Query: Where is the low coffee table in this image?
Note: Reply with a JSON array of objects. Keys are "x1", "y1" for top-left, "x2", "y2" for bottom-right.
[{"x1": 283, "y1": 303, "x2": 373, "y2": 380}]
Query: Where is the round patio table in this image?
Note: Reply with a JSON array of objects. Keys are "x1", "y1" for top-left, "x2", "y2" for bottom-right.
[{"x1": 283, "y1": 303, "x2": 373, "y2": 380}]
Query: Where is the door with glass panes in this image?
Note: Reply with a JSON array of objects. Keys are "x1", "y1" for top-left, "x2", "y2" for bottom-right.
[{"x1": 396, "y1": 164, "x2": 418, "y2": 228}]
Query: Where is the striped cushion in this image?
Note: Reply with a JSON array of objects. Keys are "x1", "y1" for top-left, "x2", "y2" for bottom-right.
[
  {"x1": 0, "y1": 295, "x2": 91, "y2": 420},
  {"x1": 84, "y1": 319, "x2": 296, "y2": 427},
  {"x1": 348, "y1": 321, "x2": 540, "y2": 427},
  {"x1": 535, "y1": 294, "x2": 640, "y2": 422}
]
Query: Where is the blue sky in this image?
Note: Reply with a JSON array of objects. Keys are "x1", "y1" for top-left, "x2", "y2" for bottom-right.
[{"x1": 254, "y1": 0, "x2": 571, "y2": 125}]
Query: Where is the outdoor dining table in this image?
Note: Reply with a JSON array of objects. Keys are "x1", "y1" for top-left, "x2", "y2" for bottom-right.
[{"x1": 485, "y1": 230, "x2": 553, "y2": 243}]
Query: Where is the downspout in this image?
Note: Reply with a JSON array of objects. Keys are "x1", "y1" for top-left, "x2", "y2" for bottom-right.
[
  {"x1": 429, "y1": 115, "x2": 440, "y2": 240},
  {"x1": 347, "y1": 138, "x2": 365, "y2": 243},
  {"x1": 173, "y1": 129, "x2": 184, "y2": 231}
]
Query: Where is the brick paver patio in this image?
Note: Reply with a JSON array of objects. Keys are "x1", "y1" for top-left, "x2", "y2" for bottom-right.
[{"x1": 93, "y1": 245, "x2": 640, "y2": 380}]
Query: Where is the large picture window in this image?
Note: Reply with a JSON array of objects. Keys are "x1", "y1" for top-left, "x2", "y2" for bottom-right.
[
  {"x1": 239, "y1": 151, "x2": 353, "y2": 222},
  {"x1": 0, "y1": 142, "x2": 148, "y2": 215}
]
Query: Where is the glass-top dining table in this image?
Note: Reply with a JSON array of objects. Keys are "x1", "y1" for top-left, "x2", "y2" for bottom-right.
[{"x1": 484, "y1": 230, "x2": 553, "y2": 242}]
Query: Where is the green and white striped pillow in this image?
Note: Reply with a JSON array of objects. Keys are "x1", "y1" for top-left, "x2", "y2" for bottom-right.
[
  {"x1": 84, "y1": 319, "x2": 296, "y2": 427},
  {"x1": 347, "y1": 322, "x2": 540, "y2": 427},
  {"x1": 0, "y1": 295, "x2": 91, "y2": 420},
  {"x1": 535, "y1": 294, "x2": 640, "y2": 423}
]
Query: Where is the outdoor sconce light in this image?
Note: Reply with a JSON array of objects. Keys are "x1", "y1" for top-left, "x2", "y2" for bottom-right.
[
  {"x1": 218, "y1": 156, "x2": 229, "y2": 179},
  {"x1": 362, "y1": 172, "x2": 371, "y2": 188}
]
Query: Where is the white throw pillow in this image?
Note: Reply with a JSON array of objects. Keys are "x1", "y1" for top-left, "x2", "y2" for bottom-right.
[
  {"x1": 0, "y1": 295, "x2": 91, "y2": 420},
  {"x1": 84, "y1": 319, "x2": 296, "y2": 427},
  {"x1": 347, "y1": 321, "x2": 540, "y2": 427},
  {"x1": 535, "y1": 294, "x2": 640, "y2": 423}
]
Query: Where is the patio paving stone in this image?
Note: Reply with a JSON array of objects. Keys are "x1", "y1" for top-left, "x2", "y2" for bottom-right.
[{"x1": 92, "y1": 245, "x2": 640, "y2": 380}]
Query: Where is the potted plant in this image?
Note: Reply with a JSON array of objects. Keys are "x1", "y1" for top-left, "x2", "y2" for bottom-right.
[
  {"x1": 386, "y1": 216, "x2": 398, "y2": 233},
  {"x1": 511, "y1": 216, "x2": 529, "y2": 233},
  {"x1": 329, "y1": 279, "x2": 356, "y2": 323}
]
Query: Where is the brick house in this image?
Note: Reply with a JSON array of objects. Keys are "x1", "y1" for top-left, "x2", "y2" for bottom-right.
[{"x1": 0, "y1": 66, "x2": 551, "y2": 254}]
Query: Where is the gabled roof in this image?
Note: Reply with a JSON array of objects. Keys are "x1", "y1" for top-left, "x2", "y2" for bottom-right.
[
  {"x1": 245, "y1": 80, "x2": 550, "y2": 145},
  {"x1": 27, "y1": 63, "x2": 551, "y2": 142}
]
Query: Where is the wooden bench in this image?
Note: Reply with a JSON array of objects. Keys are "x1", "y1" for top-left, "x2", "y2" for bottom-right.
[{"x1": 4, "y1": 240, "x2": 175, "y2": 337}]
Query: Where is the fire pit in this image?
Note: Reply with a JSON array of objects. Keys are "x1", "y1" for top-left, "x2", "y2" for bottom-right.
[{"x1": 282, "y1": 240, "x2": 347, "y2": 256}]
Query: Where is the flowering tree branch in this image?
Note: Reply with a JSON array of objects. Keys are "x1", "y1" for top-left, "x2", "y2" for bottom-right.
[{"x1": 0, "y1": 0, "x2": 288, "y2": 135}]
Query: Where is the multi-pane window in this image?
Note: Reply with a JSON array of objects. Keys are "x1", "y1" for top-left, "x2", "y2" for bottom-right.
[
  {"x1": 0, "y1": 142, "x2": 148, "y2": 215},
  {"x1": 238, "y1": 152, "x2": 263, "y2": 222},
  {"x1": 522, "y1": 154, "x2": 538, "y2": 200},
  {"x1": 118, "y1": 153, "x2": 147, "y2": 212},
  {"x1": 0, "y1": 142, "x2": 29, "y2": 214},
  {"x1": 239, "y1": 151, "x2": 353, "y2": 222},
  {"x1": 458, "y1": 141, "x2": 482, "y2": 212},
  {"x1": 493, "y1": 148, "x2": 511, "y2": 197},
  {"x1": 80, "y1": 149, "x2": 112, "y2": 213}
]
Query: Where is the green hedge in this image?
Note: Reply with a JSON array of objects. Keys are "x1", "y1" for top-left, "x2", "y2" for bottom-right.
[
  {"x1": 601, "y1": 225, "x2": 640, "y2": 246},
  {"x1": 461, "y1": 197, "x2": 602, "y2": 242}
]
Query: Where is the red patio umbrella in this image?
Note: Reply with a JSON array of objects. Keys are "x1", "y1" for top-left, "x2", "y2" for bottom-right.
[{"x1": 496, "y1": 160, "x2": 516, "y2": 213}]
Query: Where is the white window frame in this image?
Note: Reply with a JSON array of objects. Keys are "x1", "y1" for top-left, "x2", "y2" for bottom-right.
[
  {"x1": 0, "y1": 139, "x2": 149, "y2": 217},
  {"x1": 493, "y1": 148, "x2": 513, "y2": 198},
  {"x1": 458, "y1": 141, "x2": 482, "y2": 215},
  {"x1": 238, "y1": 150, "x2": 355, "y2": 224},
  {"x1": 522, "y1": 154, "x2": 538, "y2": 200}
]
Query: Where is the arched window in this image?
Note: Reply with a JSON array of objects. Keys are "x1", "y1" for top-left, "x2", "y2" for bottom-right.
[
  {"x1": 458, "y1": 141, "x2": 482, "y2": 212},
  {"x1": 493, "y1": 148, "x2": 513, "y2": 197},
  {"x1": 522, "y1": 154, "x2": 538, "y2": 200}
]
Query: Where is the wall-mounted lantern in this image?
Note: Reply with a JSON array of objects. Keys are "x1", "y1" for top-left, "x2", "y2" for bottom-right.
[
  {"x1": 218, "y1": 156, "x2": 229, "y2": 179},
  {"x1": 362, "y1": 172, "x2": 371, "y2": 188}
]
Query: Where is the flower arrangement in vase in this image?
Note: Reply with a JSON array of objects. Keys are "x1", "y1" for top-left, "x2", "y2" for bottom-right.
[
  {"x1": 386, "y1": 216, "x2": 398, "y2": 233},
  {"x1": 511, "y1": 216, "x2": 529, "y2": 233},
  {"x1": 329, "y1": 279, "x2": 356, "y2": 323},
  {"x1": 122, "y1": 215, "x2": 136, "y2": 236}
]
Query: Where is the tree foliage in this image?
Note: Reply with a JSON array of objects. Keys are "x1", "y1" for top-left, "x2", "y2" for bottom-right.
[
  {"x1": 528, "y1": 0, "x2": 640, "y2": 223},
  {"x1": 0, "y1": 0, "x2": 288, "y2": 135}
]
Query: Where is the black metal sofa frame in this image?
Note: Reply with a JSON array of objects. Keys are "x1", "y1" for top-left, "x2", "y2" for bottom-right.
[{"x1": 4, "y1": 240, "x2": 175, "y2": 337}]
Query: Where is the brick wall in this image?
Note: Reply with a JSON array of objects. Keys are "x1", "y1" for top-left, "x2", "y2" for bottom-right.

_ _ _ _ _

EXERCISE TASK: Count the lines above that contain the word "tree" and give only the number.

TASK RESPONSE: 2